◆ **Raw data**
===============
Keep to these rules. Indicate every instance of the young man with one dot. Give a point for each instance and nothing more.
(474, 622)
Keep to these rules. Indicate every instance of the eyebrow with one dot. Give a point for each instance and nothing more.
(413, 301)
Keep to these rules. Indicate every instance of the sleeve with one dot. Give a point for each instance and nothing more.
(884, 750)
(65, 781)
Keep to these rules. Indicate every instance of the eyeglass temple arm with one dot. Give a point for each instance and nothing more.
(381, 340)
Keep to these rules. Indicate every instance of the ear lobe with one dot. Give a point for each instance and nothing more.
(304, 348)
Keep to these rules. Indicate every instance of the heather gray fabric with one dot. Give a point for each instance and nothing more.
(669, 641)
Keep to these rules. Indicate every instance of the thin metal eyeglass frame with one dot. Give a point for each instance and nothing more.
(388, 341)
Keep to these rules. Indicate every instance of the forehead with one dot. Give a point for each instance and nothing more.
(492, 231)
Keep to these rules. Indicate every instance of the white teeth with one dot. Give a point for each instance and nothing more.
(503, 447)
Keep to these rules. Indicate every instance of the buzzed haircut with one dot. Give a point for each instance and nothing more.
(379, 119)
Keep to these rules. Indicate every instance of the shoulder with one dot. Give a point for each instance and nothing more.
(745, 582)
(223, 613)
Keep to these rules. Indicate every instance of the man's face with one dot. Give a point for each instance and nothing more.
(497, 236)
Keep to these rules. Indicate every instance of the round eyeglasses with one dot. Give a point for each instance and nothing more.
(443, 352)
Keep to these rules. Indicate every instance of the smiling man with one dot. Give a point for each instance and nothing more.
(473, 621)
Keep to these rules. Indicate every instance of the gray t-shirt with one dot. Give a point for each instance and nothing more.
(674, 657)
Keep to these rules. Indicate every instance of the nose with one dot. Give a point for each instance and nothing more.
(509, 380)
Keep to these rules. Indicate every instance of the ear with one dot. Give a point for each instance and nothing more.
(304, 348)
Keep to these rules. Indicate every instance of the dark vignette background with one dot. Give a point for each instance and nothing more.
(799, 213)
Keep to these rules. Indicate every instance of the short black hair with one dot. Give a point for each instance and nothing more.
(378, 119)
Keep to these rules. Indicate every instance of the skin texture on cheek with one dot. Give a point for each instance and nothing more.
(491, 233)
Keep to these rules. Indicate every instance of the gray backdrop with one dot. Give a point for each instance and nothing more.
===============
◆ **Description of the task**
Copy out the lines above, from the one holding "Keep to these rules. Indicate every instance of the skin" through the final line, with no other lines.

◆ **The completed task**
Keep to these rules. Indicate every instance of the skin texture on cheek with one dot. Give a point for each instance and nothing more.
(491, 233)
Keep to these rules. Indicate every instance of the gray backdrop with one dot. Give a point for each instance and nothing more.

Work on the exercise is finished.